##### Exercise inputs

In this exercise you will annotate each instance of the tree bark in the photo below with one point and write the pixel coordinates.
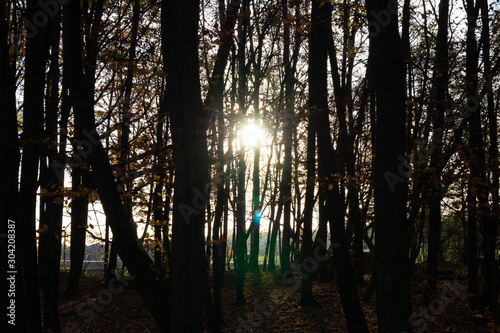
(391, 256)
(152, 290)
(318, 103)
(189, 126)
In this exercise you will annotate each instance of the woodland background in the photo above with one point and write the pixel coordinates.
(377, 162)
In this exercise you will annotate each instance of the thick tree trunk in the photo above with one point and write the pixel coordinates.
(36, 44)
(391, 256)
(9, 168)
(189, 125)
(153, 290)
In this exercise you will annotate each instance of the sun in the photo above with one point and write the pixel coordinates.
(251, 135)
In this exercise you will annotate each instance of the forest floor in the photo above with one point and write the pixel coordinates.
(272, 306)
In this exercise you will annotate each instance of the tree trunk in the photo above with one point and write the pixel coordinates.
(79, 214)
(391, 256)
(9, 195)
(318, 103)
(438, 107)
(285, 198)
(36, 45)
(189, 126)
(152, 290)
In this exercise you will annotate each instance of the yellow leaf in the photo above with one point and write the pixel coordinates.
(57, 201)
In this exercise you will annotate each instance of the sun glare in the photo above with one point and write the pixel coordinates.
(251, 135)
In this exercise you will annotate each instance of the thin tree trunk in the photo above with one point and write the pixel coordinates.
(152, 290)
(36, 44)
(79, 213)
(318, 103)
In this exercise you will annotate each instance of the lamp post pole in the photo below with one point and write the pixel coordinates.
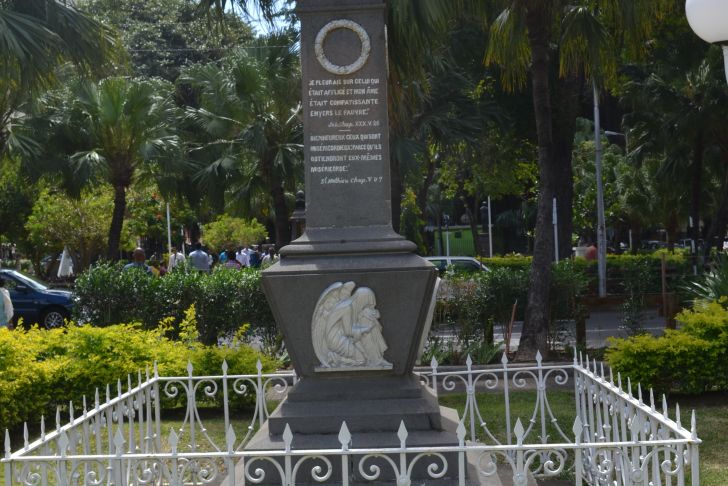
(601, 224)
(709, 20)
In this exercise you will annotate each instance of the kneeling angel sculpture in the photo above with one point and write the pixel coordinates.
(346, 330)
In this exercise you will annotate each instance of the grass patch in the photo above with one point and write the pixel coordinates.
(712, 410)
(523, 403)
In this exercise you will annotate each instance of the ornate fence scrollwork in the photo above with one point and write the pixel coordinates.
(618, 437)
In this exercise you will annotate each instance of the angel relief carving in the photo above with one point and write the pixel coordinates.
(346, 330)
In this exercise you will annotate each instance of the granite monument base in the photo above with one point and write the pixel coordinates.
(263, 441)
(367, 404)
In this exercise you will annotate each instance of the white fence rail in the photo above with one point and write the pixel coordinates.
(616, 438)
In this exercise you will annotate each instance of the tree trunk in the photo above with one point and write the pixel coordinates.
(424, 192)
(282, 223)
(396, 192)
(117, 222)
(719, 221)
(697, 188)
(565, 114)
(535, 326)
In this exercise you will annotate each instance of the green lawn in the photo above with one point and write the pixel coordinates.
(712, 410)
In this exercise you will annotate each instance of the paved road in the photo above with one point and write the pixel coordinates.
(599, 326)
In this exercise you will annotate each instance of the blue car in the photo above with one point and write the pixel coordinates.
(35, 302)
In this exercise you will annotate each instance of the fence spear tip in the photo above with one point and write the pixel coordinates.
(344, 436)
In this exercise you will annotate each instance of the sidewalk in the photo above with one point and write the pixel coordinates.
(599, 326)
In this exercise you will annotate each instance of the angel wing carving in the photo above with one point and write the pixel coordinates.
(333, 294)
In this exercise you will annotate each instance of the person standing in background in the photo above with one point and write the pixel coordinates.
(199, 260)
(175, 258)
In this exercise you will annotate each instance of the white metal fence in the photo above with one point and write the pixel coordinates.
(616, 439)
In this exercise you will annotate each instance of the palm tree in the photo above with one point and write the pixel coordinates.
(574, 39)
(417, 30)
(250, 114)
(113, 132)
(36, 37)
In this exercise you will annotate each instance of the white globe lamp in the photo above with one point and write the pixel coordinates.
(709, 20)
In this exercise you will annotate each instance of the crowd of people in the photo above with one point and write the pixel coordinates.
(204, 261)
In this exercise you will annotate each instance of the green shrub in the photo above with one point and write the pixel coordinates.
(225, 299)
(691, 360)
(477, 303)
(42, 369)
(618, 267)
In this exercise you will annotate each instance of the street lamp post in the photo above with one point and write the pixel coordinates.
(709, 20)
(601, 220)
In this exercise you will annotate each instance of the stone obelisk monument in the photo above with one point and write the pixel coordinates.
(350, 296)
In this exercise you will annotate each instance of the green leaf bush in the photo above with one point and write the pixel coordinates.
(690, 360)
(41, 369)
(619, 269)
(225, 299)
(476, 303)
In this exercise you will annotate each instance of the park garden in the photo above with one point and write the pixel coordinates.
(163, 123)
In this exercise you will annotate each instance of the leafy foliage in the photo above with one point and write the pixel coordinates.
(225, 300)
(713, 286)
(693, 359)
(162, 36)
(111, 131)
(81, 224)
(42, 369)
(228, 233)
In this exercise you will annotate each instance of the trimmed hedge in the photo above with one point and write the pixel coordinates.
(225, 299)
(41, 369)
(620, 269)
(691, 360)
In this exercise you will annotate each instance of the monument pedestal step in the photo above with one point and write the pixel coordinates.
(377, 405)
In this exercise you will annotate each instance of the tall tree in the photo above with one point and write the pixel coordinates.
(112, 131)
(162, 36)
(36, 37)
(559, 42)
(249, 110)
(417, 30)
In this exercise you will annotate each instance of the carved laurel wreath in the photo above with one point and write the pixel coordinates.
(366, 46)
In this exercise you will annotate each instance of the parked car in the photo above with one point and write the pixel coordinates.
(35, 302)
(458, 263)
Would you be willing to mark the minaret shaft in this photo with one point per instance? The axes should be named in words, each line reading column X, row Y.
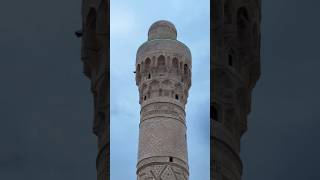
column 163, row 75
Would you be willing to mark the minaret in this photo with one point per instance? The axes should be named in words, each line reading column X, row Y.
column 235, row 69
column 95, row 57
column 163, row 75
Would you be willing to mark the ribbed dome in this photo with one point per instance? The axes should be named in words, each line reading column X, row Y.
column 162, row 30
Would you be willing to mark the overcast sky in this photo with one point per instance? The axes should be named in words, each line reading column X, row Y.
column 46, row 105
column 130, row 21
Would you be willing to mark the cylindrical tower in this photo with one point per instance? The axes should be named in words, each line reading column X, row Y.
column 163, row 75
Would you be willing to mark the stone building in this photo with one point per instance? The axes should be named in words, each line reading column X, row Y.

##########
##### Exercise inputs

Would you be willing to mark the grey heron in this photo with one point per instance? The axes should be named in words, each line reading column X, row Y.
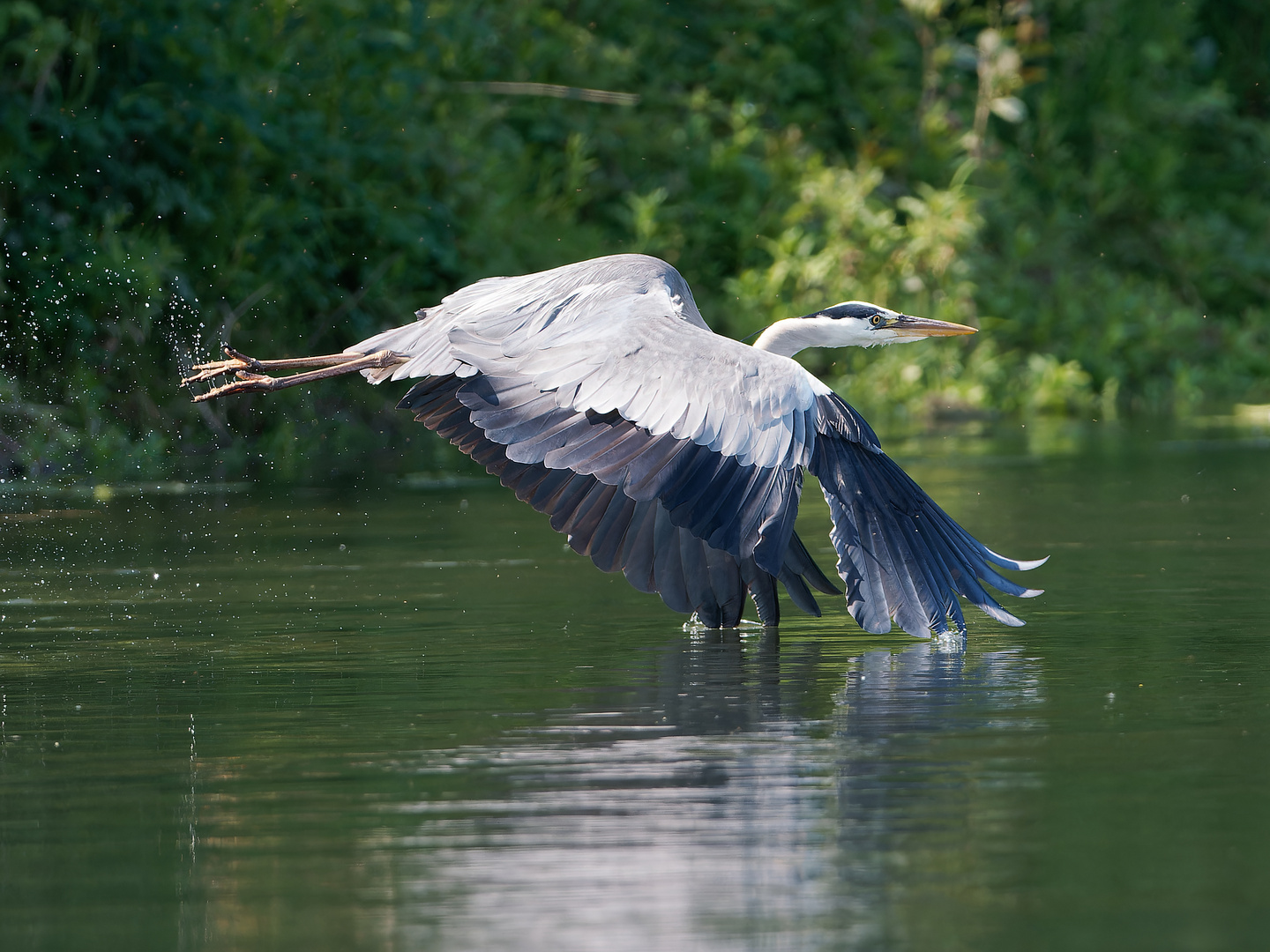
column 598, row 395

##########
##### Exercise inputs

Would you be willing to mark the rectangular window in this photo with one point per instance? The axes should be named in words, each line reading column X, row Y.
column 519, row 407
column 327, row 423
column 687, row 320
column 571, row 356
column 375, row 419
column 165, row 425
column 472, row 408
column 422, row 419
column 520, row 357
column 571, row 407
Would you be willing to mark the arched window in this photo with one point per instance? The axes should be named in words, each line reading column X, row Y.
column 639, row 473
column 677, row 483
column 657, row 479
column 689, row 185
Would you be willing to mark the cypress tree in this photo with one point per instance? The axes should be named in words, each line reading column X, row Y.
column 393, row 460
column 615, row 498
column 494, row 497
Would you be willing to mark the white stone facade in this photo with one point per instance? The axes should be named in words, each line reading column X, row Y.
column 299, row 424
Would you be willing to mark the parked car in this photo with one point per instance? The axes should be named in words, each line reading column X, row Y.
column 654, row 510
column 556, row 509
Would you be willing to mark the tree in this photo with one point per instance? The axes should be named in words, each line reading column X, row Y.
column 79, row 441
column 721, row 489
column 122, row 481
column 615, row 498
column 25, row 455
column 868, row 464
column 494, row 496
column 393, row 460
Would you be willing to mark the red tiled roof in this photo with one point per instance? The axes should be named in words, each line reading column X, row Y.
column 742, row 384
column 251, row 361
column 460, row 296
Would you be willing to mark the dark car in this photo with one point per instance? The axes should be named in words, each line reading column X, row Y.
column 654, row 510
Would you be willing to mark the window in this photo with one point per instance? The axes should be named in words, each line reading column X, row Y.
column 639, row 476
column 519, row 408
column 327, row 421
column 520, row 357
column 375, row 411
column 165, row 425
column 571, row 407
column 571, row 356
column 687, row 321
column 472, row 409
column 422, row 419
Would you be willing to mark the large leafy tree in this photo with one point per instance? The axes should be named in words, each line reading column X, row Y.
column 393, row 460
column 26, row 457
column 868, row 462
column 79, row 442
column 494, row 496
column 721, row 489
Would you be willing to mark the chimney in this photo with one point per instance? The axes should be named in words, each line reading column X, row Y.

##########

--- Exercise requirements ---
Please tally the lines of the records above that contain the word "background" and give only the number.

--- Solution ---
2